--- Information supplied ---

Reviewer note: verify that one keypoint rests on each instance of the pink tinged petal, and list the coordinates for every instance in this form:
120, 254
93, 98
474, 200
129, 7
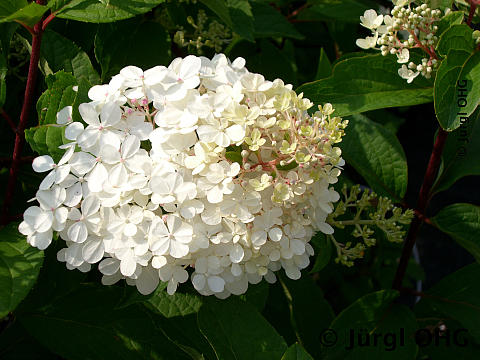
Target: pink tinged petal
73, 130
235, 132
130, 146
178, 250
43, 163
110, 115
40, 240
259, 238
160, 246
88, 138
48, 181
64, 116
90, 206
74, 195
214, 195
82, 162
275, 234
128, 265
236, 253
93, 250
109, 266
61, 215
109, 154
97, 178
158, 261
216, 284
148, 281
129, 229
61, 173
89, 114
180, 275
77, 232
25, 228
118, 175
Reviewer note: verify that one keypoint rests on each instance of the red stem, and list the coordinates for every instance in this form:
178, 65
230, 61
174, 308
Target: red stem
27, 105
9, 120
423, 199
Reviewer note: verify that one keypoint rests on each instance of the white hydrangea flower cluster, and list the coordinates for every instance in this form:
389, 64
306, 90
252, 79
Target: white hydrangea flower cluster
418, 26
200, 165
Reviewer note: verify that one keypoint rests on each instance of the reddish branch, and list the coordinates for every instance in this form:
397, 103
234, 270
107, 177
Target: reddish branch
26, 108
423, 199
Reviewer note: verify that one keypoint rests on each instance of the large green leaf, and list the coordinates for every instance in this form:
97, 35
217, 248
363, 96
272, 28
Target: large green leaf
102, 11
21, 11
269, 22
460, 155
340, 10
456, 93
375, 318
87, 316
377, 155
236, 330
462, 223
3, 83
19, 267
457, 297
367, 82
149, 39
236, 14
309, 311
296, 352
62, 54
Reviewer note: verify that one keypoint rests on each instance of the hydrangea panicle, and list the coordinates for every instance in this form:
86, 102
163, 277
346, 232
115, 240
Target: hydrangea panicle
201, 166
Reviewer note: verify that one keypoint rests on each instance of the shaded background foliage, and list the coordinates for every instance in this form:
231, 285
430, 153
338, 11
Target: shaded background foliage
67, 314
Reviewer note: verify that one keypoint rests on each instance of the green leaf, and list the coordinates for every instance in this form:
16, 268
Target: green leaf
62, 54
236, 14
377, 155
178, 304
269, 22
103, 11
59, 94
236, 330
309, 311
22, 13
460, 155
3, 83
462, 223
149, 39
457, 296
45, 140
373, 316
323, 250
455, 17
324, 68
457, 88
457, 37
19, 267
296, 352
365, 83
341, 10
98, 330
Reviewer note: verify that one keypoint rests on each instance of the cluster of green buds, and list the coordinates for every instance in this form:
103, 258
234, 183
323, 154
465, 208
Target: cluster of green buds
408, 27
207, 33
368, 211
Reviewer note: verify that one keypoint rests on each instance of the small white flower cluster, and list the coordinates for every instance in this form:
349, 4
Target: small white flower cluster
200, 165
418, 26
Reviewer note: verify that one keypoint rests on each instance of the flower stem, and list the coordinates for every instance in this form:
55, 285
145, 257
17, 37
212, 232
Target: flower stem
423, 199
26, 108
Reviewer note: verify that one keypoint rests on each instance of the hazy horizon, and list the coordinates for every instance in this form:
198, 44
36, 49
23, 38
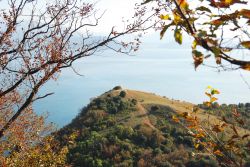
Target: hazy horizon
167, 71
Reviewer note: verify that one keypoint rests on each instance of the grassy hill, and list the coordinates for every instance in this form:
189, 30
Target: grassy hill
132, 128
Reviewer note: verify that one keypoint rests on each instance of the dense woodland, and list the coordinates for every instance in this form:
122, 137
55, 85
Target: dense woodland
39, 39
103, 136
107, 133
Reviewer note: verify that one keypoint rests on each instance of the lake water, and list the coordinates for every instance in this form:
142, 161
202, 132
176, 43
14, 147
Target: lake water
160, 67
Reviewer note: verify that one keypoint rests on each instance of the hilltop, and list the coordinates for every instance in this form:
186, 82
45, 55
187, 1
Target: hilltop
132, 128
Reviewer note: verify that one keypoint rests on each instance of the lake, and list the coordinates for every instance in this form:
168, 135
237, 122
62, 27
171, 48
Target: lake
161, 67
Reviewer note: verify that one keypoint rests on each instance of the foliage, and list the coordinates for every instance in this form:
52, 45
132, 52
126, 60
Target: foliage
219, 138
123, 94
38, 39
117, 88
27, 143
98, 137
208, 23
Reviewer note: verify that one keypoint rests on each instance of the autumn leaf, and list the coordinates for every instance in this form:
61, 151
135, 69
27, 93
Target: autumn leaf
175, 119
204, 9
218, 152
217, 128
183, 4
246, 67
196, 145
245, 136
246, 44
213, 99
207, 103
245, 13
198, 58
215, 91
178, 36
164, 30
165, 17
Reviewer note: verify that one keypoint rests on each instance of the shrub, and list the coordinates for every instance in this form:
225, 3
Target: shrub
123, 94
117, 88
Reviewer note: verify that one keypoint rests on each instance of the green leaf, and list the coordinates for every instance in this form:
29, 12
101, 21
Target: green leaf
203, 9
246, 44
198, 58
165, 17
146, 1
178, 36
164, 30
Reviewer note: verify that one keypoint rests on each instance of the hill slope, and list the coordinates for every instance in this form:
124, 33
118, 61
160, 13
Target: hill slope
131, 128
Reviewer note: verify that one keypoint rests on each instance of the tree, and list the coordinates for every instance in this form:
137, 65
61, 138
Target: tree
218, 27
225, 140
39, 39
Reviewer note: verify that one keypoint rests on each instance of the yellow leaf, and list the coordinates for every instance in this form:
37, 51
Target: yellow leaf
194, 44
215, 91
183, 4
208, 94
246, 67
177, 18
246, 44
196, 145
228, 1
178, 36
218, 152
207, 103
217, 128
213, 99
209, 87
164, 17
175, 118
245, 13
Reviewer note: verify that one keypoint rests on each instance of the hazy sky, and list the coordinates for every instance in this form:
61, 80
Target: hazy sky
162, 67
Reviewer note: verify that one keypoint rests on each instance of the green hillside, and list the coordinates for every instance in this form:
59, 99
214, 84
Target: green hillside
132, 128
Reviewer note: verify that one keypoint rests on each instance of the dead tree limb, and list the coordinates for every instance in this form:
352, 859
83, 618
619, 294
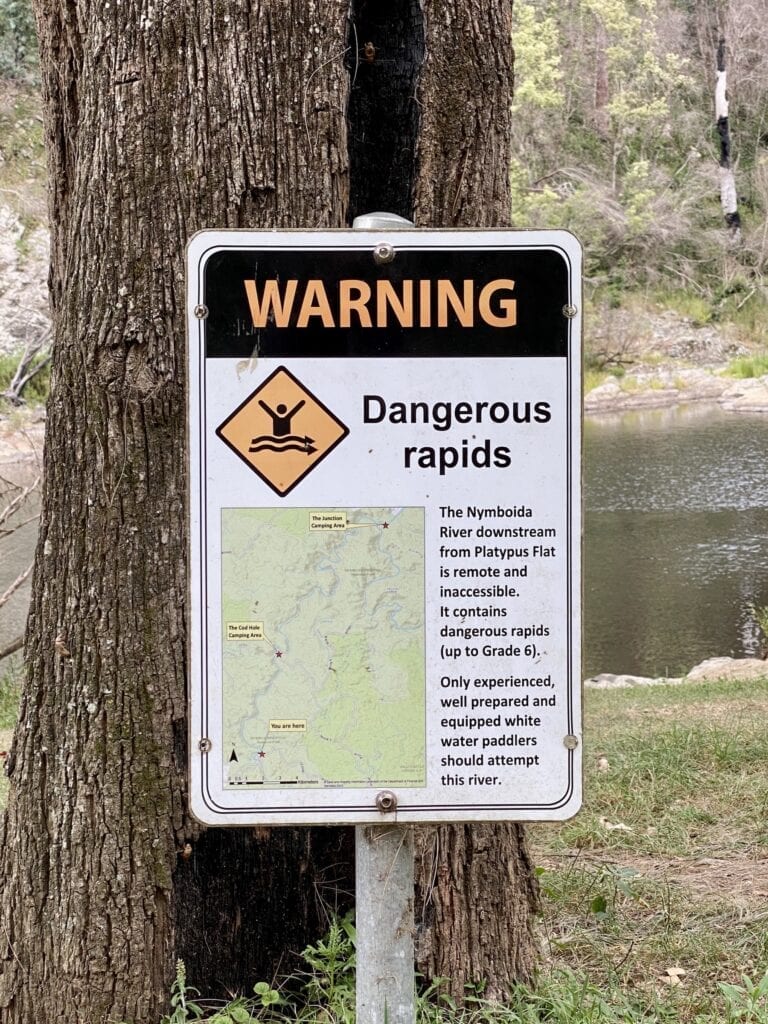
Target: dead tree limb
727, 180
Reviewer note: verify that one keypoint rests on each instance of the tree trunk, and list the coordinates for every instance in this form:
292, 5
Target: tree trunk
160, 123
476, 890
728, 198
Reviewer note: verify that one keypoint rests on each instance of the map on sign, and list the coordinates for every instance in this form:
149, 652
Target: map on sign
323, 647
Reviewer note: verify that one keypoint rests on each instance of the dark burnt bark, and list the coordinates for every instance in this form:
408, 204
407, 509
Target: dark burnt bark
161, 121
476, 891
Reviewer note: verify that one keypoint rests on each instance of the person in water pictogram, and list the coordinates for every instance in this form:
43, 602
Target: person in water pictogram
281, 417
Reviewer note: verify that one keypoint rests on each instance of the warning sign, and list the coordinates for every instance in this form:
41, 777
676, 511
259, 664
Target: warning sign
282, 431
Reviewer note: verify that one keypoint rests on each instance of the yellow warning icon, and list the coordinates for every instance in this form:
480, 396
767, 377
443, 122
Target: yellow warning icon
282, 431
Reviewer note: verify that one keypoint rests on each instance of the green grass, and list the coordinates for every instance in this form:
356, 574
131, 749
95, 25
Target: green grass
653, 897
685, 302
36, 391
10, 689
22, 154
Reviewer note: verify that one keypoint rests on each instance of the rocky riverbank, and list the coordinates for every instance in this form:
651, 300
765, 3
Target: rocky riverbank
713, 670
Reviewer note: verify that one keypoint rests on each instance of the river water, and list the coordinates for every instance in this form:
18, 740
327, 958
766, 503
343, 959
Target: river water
676, 540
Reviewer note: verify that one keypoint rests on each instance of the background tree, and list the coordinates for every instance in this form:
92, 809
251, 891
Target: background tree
162, 120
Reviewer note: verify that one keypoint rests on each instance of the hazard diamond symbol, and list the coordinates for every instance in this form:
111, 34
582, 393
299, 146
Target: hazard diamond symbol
282, 431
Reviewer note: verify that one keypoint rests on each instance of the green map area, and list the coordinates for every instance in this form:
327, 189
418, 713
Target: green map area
323, 647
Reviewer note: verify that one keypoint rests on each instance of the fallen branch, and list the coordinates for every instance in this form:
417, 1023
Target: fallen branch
11, 648
26, 372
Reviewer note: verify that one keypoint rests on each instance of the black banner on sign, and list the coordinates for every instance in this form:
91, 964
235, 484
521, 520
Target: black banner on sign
427, 302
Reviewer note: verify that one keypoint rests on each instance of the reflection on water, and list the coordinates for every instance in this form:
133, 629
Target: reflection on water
676, 538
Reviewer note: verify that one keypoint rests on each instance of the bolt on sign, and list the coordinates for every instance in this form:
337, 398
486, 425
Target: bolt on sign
385, 523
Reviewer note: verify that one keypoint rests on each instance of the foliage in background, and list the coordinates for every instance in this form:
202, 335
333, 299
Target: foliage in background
17, 41
614, 138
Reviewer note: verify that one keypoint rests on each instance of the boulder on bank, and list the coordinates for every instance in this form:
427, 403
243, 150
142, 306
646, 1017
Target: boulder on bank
711, 671
748, 395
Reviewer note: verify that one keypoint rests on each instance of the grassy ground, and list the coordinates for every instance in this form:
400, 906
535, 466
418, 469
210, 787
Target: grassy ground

---

Short exercise ->
The line containing "of the bolt" marks the start; retype it and each line after it through the end of the records above, exactly.

Solved problem ->
Reviewer note: verify that one keypoint rests on each instance of the bolt on sign, and list the coordinates for every instance in this form:
337, 398
486, 425
Target: bolt on sign
385, 523
Reviewer note: verify that one keypoint rests on each instance of the foliage in background, and list the coordinates for every instance in this form:
202, 335
333, 299
Target: foliage in background
17, 41
614, 138
Reviewer note: verify that one keypoint rests on each instance of the boulder on bank, and list the coordinates for every instance in this form:
427, 403
243, 150
142, 306
646, 1017
Target: boulder on bank
711, 671
748, 395
Reviewer note: verify that one keypoint rests on each instance of the grassy ground, and list the coordinates for every instance in this form:
400, 906
535, 466
418, 469
210, 787
Target: grassy ground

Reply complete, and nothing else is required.